▶ TASK REQUIREMENTS
Return the lines below verbatim, from the line containing "marking the rider" through the last line, inclusive.
>> Begin ENTRIES SUPPLIED
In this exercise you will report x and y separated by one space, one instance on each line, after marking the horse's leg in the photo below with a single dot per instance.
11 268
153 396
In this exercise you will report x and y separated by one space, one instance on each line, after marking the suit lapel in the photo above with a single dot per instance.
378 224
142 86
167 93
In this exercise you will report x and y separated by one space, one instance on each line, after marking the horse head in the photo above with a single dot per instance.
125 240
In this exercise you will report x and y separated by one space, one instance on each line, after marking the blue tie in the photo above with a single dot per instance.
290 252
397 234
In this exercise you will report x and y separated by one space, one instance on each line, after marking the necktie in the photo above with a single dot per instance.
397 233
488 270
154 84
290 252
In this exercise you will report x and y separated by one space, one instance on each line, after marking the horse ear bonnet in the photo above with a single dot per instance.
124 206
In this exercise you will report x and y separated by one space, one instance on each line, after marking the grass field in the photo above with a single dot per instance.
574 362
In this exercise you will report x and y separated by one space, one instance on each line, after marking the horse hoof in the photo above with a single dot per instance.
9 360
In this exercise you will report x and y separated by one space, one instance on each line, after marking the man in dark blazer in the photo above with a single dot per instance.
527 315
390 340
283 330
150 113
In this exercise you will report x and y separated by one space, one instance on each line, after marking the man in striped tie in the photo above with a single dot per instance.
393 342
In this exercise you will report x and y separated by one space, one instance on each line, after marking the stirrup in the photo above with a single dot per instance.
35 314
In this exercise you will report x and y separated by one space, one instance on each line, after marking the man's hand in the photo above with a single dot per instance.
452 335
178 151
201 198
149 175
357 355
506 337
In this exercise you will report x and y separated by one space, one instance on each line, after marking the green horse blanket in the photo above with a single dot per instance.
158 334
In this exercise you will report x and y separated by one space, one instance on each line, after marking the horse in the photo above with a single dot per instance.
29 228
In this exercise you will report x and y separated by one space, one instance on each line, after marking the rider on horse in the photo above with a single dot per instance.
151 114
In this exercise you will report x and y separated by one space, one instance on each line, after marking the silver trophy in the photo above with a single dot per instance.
>> End ENTRIES SUPPLIED
▶ FULL RESPONSE
In this exercise you will report x and y separated by one space, one instance on each line, after marking the rider on horse in the photo above with a single dot per instance.
151 114
In this exercise you will report x and y separated by one space, one instance on each line, after marking the silver trophy in the photo above with a single dot per instance.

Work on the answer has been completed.